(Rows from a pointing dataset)
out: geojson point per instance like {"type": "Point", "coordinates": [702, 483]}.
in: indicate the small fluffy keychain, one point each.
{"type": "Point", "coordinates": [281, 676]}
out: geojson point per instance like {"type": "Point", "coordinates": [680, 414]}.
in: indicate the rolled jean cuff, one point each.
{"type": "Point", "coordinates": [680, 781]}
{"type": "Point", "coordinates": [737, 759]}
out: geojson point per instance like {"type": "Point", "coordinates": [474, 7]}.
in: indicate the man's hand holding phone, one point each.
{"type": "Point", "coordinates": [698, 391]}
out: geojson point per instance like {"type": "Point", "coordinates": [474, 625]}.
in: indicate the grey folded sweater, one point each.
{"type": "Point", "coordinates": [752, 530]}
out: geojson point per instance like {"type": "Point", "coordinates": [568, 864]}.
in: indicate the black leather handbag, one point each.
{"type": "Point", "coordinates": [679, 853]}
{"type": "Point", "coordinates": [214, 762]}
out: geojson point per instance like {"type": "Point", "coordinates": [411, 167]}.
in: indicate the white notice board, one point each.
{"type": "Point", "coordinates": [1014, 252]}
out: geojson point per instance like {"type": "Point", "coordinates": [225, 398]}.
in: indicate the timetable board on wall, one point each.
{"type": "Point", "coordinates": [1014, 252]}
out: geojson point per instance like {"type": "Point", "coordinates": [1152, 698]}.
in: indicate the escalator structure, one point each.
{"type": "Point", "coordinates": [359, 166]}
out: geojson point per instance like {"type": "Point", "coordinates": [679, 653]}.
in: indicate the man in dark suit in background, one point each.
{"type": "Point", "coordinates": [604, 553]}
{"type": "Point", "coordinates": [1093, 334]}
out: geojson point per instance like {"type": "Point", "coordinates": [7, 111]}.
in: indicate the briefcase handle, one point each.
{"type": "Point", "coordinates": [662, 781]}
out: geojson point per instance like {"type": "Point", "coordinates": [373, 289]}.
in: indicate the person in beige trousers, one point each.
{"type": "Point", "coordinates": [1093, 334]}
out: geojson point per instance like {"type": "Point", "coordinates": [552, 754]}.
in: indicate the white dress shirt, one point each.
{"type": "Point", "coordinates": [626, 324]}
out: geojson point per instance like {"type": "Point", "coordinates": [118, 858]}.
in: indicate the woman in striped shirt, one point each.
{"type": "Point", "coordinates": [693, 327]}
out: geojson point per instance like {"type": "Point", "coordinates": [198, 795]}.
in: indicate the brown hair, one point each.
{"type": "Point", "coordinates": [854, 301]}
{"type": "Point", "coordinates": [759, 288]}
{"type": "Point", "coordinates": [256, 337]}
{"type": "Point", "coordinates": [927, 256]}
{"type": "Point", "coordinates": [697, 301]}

**What is being asked**
The full set of records should be duplicated exactly.

**Final answer**
out: geojson point per instance like {"type": "Point", "coordinates": [702, 483]}.
in: indicate the small fluffy keychain, one point each.
{"type": "Point", "coordinates": [281, 676]}
out: geojson point per instance like {"type": "Point", "coordinates": [680, 414]}.
in: indicate the rolled jean cuff, one point each.
{"type": "Point", "coordinates": [680, 781]}
{"type": "Point", "coordinates": [737, 759]}
out: geojson point per instance like {"type": "Point", "coordinates": [474, 7]}.
in: indicate the man's hand holding phone, one point each.
{"type": "Point", "coordinates": [698, 391]}
out: geojson point per instance like {"type": "Point", "coordinates": [474, 625]}.
in: indicate the grey folded sweater, one point each.
{"type": "Point", "coordinates": [752, 530]}
out: geojson point per instance like {"type": "Point", "coordinates": [568, 864]}.
in: indicate the black leather handbag, one point each.
{"type": "Point", "coordinates": [679, 853]}
{"type": "Point", "coordinates": [214, 762]}
out: geojson point per instance like {"type": "Point", "coordinates": [411, 167]}.
in: indicate the white notice board, one point each.
{"type": "Point", "coordinates": [1014, 252]}
out: geojson point per instance like {"type": "Point", "coordinates": [225, 398]}.
in: indicate the timetable board on wall, one point each.
{"type": "Point", "coordinates": [1014, 252]}
out: geojson point per instance like {"type": "Point", "coordinates": [1152, 698]}.
in: indicate the escalator structure, one point each.
{"type": "Point", "coordinates": [359, 166]}
out: geojson point per instance like {"type": "Point", "coordinates": [679, 653]}.
in: indicate the man in dark suit in background, one point each.
{"type": "Point", "coordinates": [604, 553]}
{"type": "Point", "coordinates": [1093, 334]}
out: geojson point per instance like {"type": "Point", "coordinates": [7, 111]}.
in: indicate the briefcase handle, one point each.
{"type": "Point", "coordinates": [662, 781]}
out: geojson point per instance like {"type": "Point", "coordinates": [373, 289]}.
in: indicate the person in beige trousers, one point each.
{"type": "Point", "coordinates": [1093, 334]}
out: geojson point per instance like {"type": "Point", "coordinates": [552, 754]}.
in: indicate the white dress shirt, one point each.
{"type": "Point", "coordinates": [626, 324]}
out: geojson point per instance like {"type": "Point", "coordinates": [118, 858]}.
in: indicate the woman in striped shirt, one point each.
{"type": "Point", "coordinates": [693, 327]}
out: geojson point per instance like {"type": "Point", "coordinates": [198, 795]}.
in: indicate the brown hair, one point each.
{"type": "Point", "coordinates": [854, 301]}
{"type": "Point", "coordinates": [759, 288]}
{"type": "Point", "coordinates": [256, 337]}
{"type": "Point", "coordinates": [927, 256]}
{"type": "Point", "coordinates": [697, 301]}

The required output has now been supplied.